** BEGIN Source document **

Quick Links

RE: Parallel INSERT (INTO ... SELECT ...)

From:	"tsunakawa(dot)takay(at)fujitsu(dot)com" <tsunakawa(dot)takay(at)fujitsu(dot)com>
To:	Greg Nancarrow <gregn4422(at)gmail(dot)com>, 'Amit Kapila' <amit(dot)kapila16(at)gmail(dot)com>, "tanghy(dot)fnst(at)cn(dot)fujitsu(dot)com" <tanghy(dot)fnst(at)cn(dot)fujitsu(dot)com>
Cc:	Dilip Kumar <dilipbalaut(at)gmail(dot)com>, vignesh C <vignesh21(at)gmail(dot)com>, Bharath Rupireddy <bharath(dot)rupireddyforpostgres(at)gmail(dot)com>, Andres Freund <andres(at)anarazel(dot)de>, PostgreSQL-development <pgsql-hackers(at)postgresql(dot)org>, Antonin Houska <ah(at)cybertec(dot)at>
Subject:	RE: Parallel INSERT (INTO ... SELECT ...)
Date:	2021-02-04 00:56:49
Message-ID:	TYAPR01MB2990DA4BCAEB495F999E0C36FEB39@TYAPR01MB2990.jpnprd01.prod.outlook.com
Views:	Raw Message \| Whole Thread \| Download mbox \| Resend email
Thread:
Lists:	pgsql-hackers

From: Amit Kapila <amit(dot)kapila16(at)gmail(dot)com>
> On Mon, Jan 18, 2021 at 2:40 PM Tang, Haiying
> <tanghy(dot)fnst(at)cn(dot)fujitsu(dot)com> wrote:
> > Execute EXPLAIN on Patched:
> > postgres=# explain (ANALYZE, BUFFERS, VERBOSE) insert into test_part
> select * from test_data1;
> > QUERY PLAN
> >
> ---------------------------------------------------------------------------
> ---------------------------------------------
> > Insert on public.test_part (cost=0.00..15.00 rows=0 width=0) (actual
> time=44.139..44.140 rows=0 loops=1)

** END Source document **
** BEGIN Supplied material **

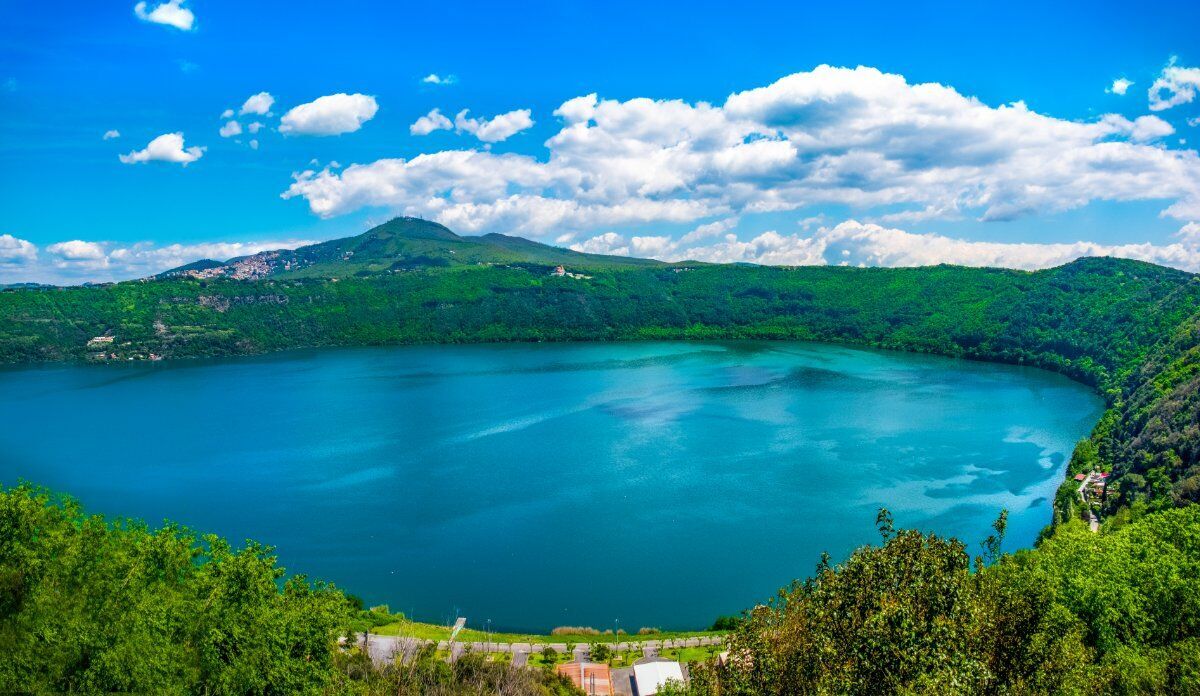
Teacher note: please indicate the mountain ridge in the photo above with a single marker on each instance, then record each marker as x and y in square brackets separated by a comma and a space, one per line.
[397, 245]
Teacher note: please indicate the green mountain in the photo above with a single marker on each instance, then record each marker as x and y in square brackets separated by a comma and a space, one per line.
[402, 244]
[1126, 328]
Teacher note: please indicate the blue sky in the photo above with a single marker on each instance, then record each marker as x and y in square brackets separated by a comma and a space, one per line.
[829, 166]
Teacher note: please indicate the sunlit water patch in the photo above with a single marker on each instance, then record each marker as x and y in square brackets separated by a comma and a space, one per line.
[658, 484]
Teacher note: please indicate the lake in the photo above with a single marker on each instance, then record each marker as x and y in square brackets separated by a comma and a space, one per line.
[541, 485]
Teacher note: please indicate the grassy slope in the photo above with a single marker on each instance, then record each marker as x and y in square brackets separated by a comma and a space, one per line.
[436, 633]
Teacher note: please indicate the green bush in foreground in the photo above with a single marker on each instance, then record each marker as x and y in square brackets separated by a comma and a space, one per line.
[88, 605]
[1083, 613]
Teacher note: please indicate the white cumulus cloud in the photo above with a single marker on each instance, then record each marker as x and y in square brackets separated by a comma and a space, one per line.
[171, 13]
[329, 115]
[832, 136]
[166, 148]
[15, 252]
[1176, 85]
[258, 105]
[1120, 87]
[431, 121]
[497, 129]
[77, 251]
[858, 244]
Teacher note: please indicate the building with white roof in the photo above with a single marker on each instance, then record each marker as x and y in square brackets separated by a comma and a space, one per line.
[649, 677]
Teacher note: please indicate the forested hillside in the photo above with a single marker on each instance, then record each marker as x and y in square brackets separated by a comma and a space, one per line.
[1127, 328]
[90, 605]
[1116, 612]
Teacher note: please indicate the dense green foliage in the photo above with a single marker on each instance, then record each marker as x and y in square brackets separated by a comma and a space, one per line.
[1127, 328]
[95, 606]
[89, 605]
[1083, 613]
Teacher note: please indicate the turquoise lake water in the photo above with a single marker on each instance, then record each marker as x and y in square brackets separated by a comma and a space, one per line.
[653, 484]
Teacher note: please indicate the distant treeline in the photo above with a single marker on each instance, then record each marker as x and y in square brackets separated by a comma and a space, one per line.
[1127, 328]
[93, 605]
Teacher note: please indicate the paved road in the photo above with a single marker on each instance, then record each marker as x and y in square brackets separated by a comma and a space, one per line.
[387, 648]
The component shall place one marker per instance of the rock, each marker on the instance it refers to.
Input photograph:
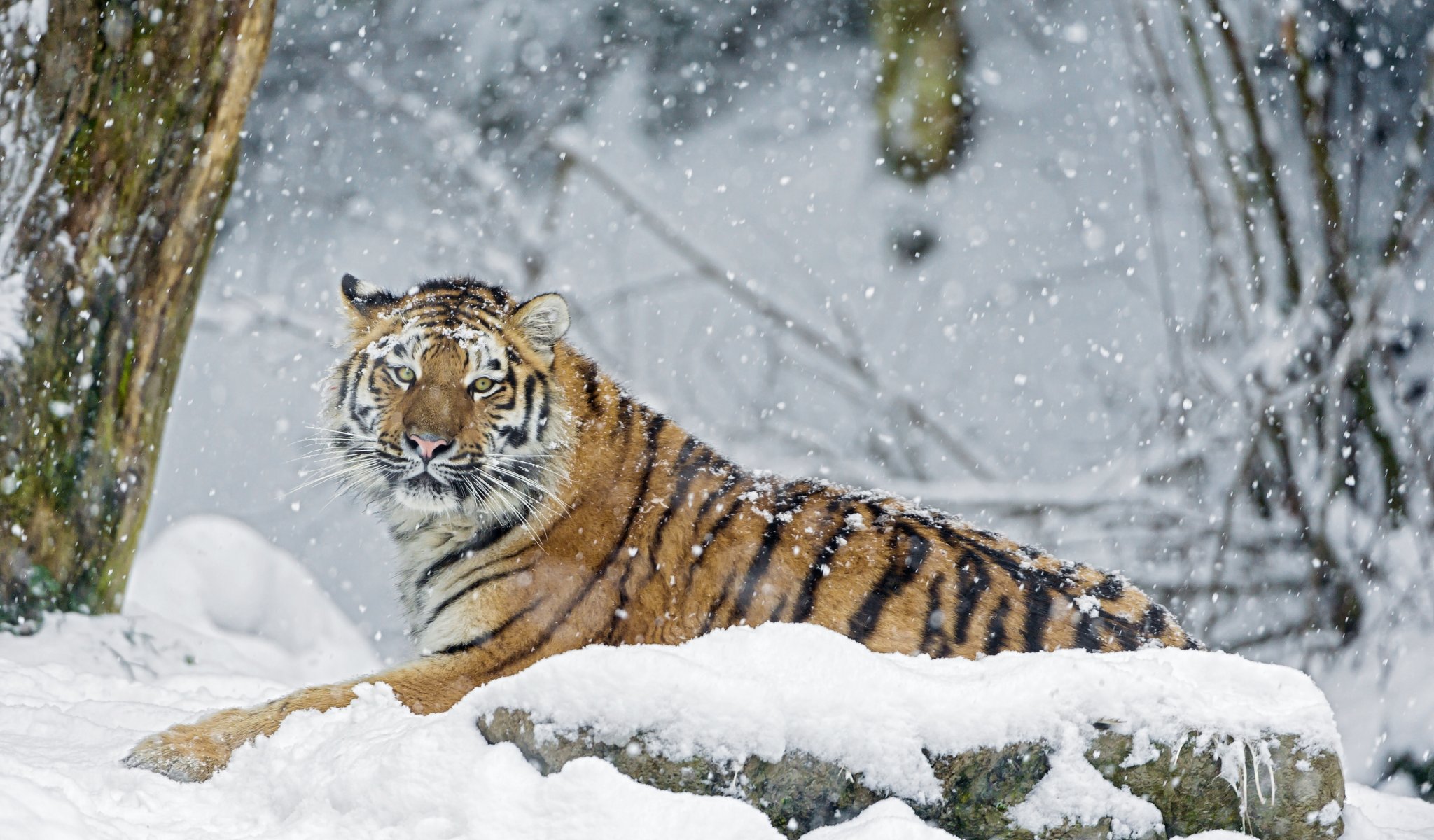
(1271, 790)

** END Supplied material **

■ Written tasks
[A] Answer these from the mailing-list message:
(i) Which mailing list is the message posted to?
(ii) On what day and at what time did Tang, Haiying write the quoted message?
(iii) Into which table does the EXPLAIN query insert rows?
[B] Reproduce the mailing-list message between "From: Amit Kapila" and "time=44.139..44.140 rows=0 loops=1)", inclusive.
[C] Translate this sentence from the mailing-list message into Spanish: "Execute EXPLAIN on Patched:"
The entries play no part in what follows and can be left aside.

■ Complete answers
[A]
(i) pgsql-hackers
(ii) Mon, Jan 18, 2021 at 2:40 PM
(iii) public.test_part

[B]
From: Amit Kapila <amit(dot)kapila16(at)gmail(dot)com>
> On Mon, Jan 18, 2021 at 2:40 PM Tang, Haiying
> <tanghy(dot)fnst(at)cn(dot)fujitsu(dot)com> wrote:
> > Execute EXPLAIN on Patched:
> > postgres=# explain (ANALYZE, BUFFERS, VERBOSE) insert into test_part
> select * from test_data1;
> > QUERY PLAN
> >
> ---------------------------------------------------------------------------
> ---------------------------------------------
> > Insert on public.test_part (cost=0.00..15.00 rows=0 width=0) (actual
> time=44.139..44.140 rows=0 loops=1)

[C] Ejecute EXPLAIN en la versión con el parche: